** START OF QUOTED PASSAGE **

# QMG - Quay Magnesium



## Joe Blow (23 June 2010)

Quay Magnesium Limited (QMG) is involved in magnesium refining and alloying. QMG operates magnesium alloying production plant in Nanjing, China. The company is ISO/TS 16949 accredited.

http://www.quaymagnesium.com


----------



## exberliner1 (22 November 2010)

QMG traded 46mn shares today about 15% of the register and closed up 20% at 1.2c

They have an AGM on Friday at which shareholders will be asked to vote on a chinese guy called Mr Fan buying 125mn shares at 1.6c (above the market close of 1.2c today).

That will leave QMG with a mkt cap of $5.1mn of which $2mn will be cash.

Their Mg plant in China is profitable but the company is currently being held back by servicing its $3.6mn debt pile.

Depending on how you value it the Mg plant is worth anywhere between $20mn and $50mn.

There was an independent analyst report issued by QMG on 22nd October can someone please give it a quick look.

I read it over the weekend and believe that QMG is just about to be promoted from "dog" status to normal company status once the new share issue to Mr Fan goes through.

The new chinese investor will get seats on the board.

Why would he pay above market for his stake?

Does he have contacts in China to help increase QMG's profitability (just a guess .... I don't know).

I bought some QMG early this morning at 1c - surely 1.6c should now be an absolute minimum for the stock.

Have I missed anything or is this the bargain of the week?

Anyone got any comments.



EB


----------

** END OF QUOTED PASSAGE **
** START OF MATERIAL PROVIDED **

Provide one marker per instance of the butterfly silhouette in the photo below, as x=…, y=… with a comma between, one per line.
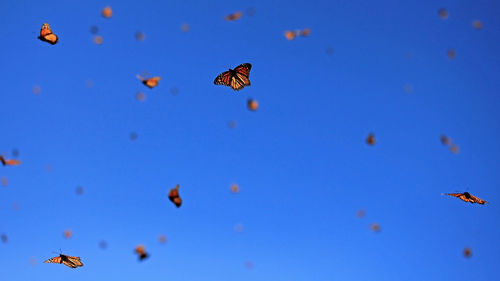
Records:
x=467, y=197
x=237, y=78
x=46, y=35
x=68, y=261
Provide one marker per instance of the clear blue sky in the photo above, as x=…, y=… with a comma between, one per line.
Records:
x=301, y=160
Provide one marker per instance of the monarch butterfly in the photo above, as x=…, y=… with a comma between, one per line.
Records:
x=237, y=78
x=46, y=34
x=173, y=195
x=9, y=162
x=290, y=35
x=467, y=197
x=370, y=140
x=141, y=251
x=232, y=17
x=107, y=12
x=68, y=261
x=150, y=82
x=252, y=105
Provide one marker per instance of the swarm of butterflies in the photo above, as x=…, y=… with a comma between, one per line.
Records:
x=236, y=79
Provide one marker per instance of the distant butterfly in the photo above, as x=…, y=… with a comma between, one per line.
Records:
x=141, y=251
x=237, y=78
x=150, y=82
x=68, y=261
x=46, y=34
x=467, y=197
x=173, y=195
x=9, y=162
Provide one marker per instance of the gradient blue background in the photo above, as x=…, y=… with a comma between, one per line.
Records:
x=301, y=160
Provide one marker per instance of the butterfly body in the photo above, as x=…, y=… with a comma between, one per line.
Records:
x=47, y=35
x=236, y=78
x=467, y=197
x=68, y=261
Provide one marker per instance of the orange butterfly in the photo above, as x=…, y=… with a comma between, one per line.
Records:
x=237, y=78
x=9, y=162
x=234, y=16
x=141, y=251
x=173, y=195
x=150, y=82
x=69, y=261
x=46, y=34
x=371, y=139
x=467, y=197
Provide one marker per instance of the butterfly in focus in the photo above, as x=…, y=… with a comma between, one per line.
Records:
x=9, y=162
x=237, y=78
x=68, y=261
x=467, y=197
x=141, y=251
x=150, y=82
x=173, y=195
x=46, y=34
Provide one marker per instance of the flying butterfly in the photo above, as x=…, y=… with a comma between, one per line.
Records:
x=46, y=34
x=68, y=261
x=467, y=197
x=9, y=162
x=150, y=82
x=237, y=79
x=173, y=195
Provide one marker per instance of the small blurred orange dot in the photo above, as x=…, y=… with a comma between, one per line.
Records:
x=98, y=39
x=107, y=12
x=235, y=188
x=140, y=96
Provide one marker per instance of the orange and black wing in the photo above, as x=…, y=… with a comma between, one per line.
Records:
x=47, y=35
x=474, y=199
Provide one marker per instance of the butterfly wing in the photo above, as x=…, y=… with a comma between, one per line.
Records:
x=54, y=260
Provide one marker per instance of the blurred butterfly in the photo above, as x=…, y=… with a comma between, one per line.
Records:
x=68, y=261
x=173, y=195
x=141, y=251
x=46, y=34
x=467, y=197
x=237, y=78
x=9, y=162
x=150, y=82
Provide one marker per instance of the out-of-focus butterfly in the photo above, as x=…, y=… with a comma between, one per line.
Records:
x=150, y=82
x=173, y=195
x=237, y=78
x=68, y=261
x=46, y=34
x=234, y=16
x=141, y=251
x=9, y=162
x=467, y=197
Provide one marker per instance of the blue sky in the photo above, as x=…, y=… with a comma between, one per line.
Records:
x=301, y=160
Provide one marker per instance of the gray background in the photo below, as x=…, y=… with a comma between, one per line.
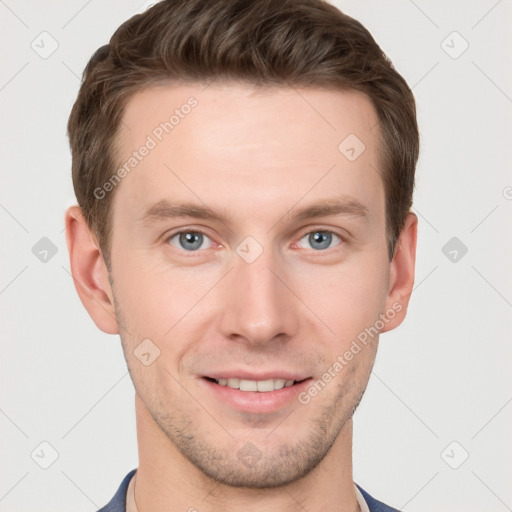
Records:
x=441, y=388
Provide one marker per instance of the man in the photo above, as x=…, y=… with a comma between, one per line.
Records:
x=244, y=173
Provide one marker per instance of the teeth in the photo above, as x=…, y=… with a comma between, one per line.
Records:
x=255, y=385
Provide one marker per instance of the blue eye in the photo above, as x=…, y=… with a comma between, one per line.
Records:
x=189, y=240
x=320, y=240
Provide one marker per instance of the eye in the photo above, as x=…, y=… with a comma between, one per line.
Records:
x=190, y=241
x=319, y=240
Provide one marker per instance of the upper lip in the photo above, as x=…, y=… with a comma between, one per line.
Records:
x=241, y=374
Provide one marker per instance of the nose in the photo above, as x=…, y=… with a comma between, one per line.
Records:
x=259, y=306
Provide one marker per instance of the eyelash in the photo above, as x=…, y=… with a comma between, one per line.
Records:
x=199, y=231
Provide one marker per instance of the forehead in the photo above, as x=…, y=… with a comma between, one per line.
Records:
x=247, y=145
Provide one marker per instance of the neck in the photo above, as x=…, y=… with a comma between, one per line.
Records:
x=166, y=480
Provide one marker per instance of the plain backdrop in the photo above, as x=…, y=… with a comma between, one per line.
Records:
x=433, y=430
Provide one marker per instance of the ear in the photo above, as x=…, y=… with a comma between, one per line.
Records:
x=89, y=271
x=401, y=275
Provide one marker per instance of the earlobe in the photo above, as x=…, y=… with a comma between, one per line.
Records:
x=401, y=276
x=89, y=272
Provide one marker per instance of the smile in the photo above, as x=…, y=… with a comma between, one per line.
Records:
x=263, y=386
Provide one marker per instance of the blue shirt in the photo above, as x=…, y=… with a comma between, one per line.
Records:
x=118, y=502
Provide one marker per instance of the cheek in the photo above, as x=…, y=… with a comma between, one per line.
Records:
x=348, y=299
x=153, y=299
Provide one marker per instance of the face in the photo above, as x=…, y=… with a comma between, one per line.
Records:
x=249, y=248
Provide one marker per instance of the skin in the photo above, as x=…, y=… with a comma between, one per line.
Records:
x=258, y=156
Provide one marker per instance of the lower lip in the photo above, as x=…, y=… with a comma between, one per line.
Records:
x=257, y=401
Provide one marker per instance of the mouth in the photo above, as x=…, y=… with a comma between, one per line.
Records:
x=261, y=386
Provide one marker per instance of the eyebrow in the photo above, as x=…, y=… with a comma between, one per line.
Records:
x=164, y=209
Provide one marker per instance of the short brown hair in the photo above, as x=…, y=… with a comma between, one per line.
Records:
x=307, y=43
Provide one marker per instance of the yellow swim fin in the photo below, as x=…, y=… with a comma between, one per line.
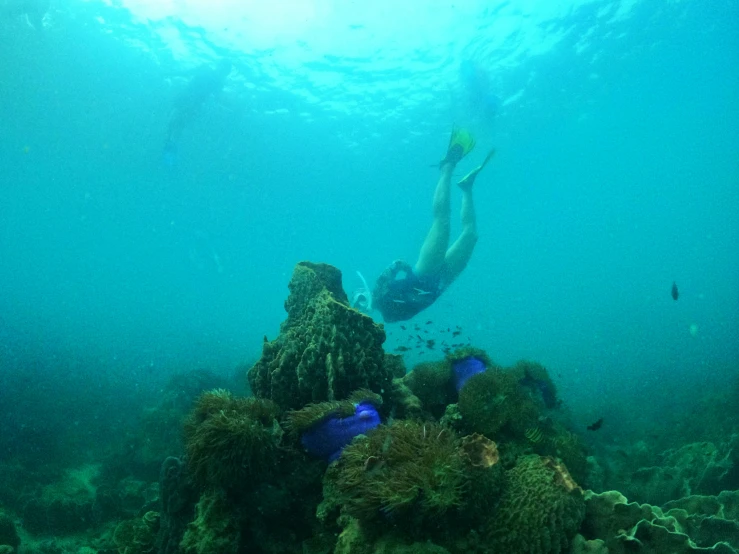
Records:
x=461, y=143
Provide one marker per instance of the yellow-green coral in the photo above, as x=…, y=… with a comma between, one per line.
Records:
x=325, y=349
x=540, y=510
x=214, y=530
x=230, y=440
x=137, y=535
x=432, y=383
x=469, y=352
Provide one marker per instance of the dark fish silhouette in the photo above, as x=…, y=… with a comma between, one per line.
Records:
x=595, y=426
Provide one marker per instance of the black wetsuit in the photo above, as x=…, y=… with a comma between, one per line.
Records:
x=400, y=298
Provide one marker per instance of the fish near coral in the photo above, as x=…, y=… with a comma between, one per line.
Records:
x=327, y=427
x=466, y=368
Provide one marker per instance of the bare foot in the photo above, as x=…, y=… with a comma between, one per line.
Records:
x=469, y=179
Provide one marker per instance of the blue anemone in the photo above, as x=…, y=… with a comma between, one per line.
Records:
x=466, y=368
x=327, y=438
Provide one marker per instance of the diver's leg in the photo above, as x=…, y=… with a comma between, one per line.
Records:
x=461, y=251
x=433, y=251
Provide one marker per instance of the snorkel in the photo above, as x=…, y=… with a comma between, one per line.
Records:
x=362, y=298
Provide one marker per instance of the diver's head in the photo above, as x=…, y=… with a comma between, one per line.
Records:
x=362, y=300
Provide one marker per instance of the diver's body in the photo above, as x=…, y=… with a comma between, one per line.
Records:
x=403, y=291
x=207, y=81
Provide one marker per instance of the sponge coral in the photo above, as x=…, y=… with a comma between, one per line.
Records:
x=230, y=440
x=540, y=510
x=325, y=348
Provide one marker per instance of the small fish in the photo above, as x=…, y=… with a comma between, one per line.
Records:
x=534, y=434
x=595, y=426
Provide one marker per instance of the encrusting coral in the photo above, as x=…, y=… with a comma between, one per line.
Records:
x=325, y=349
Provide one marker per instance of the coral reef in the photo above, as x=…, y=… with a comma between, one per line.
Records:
x=231, y=440
x=433, y=384
x=535, y=377
x=325, y=349
x=693, y=524
x=493, y=403
x=67, y=505
x=326, y=428
x=177, y=505
x=137, y=535
x=8, y=533
x=214, y=530
x=407, y=469
x=540, y=510
x=694, y=468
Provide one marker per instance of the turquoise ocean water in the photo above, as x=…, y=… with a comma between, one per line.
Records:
x=616, y=126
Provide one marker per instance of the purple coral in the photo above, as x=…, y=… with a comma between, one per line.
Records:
x=466, y=368
x=327, y=438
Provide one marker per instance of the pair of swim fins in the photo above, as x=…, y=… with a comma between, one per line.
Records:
x=461, y=143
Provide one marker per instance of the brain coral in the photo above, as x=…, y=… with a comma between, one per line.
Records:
x=540, y=510
x=325, y=349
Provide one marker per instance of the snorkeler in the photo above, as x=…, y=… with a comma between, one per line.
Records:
x=207, y=81
x=403, y=291
x=33, y=10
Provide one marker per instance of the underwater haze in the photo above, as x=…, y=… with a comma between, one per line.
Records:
x=136, y=244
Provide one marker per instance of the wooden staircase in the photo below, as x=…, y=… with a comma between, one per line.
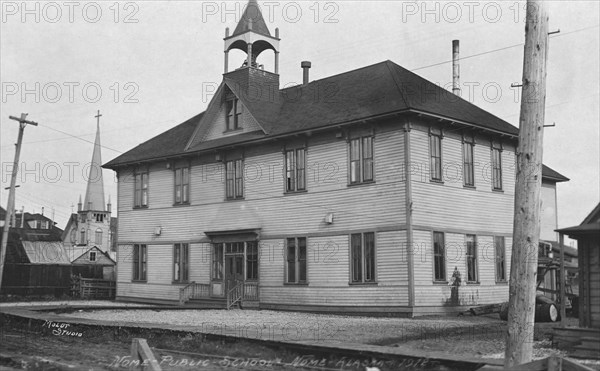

** END OF MATERIAL PROVIDED **

AIM -
Reproduce the forum thread on Quay Magnesium word for word, from its heading to the final divider line. The data above stands on its own and is not part of the forum thread.

OUTPUT -
# QMG - Quay Magnesium



## Joe Blow (23 June 2010)

Quay Magnesium Limited (QMG) is involved in magnesium refining and alloying. QMG operates magnesium alloying production plant in Nanjing, China. The company is ISO/TS 16949 accredited.

http://www.quaymagnesium.com


----------



## exberliner1 (22 November 2010)

QMG traded 46mn shares today about 15% of the register and closed up 20% at 1.2c

They have an AGM on Friday at which shareholders will be asked to vote on a chinese guy called Mr Fan buying 125mn shares at 1.6c (above the market close of 1.2c today).

That will leave QMG with a mkt cap of $5.1mn of which $2mn will be cash.

Their Mg plant in China is profitable but the company is currently being held back by servicing its $3.6mn debt pile.

Depending on how you value it the Mg plant is worth anywhere between $20mn and $50mn.

There was an independent analyst report issued by QMG on 22nd October can someone please give it a quick look.

I read it over the weekend and believe that QMG is just about to be promoted from "dog" status to normal company status once the new share issue to Mr Fan goes through.

The new chinese investor will get seats on the board.

Why would he pay above market for his stake?

Does he have contacts in China to help increase QMG's profitability (just a guess .... I don't know).

I bought some QMG early this morning at 1c - surely 1.6c should now be an absolute minimum for the stock.

Have I missed anything or is this the bargain of the week?

Anyone got any comments.



EB


----------